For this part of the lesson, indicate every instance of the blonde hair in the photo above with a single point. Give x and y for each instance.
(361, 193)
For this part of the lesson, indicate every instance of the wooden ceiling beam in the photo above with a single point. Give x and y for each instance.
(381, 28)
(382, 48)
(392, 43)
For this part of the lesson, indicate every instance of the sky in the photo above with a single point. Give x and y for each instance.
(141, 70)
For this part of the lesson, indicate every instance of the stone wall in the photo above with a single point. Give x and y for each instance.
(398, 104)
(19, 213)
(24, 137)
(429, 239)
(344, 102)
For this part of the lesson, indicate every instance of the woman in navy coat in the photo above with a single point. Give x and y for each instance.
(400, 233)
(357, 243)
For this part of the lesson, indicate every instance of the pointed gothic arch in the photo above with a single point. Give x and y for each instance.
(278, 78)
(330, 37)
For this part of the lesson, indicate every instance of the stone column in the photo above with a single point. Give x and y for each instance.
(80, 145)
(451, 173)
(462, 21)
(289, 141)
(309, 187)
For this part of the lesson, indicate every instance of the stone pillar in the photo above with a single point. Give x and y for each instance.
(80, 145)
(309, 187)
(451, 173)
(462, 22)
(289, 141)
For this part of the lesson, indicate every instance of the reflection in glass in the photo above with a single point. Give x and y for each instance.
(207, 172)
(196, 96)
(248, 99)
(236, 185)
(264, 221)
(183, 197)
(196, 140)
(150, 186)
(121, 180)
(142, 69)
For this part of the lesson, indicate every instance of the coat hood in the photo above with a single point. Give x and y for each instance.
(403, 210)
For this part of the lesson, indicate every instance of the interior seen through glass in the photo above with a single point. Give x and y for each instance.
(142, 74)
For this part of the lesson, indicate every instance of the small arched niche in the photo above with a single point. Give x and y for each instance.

* [Exercise brief]
The line with "of the woman", plus every line after it through the end of the listing, needs to be repeated exactly; nothing else belongs in the reply.

* [Result for this task]
For this part of the lesson, indicate every instance of the woman in navy coat in the photo above with a single point. Give x and y for each instance.
(400, 233)
(357, 243)
For this part of the lesson, indicate every instance of the pointed gothic arch in the photo above with a single point. Give x and y for each instance.
(278, 78)
(330, 37)
For this part of the lesson, indicate every instance of the stone column in the photo above with a single point. Give x and y for each instance.
(80, 145)
(451, 173)
(462, 21)
(289, 141)
(309, 187)
For this part of the lesson, indicate every instance of the stone pillar in the photo above with a single point. Give x and y for each instance.
(80, 145)
(309, 187)
(451, 173)
(462, 22)
(289, 141)
For this part of the lesson, indicate every instance of the reflection in glass in the photo above with a single point. Give x and y for each instance.
(207, 172)
(196, 96)
(248, 99)
(236, 185)
(264, 221)
(183, 197)
(196, 140)
(150, 186)
(121, 180)
(142, 69)
For this part of the lesson, indicate every instance of the coat hood in the photo above with a single point. Give x and y for each instance.
(403, 210)
For this part of the lesson, indicate every instance of the interior seen through glass in the photo above with a single point. Give x and y for each instance.
(142, 74)
For this part of the lesson, indicate every instance of the small arched niche in the photo above with a single point. Give x and y for each instance.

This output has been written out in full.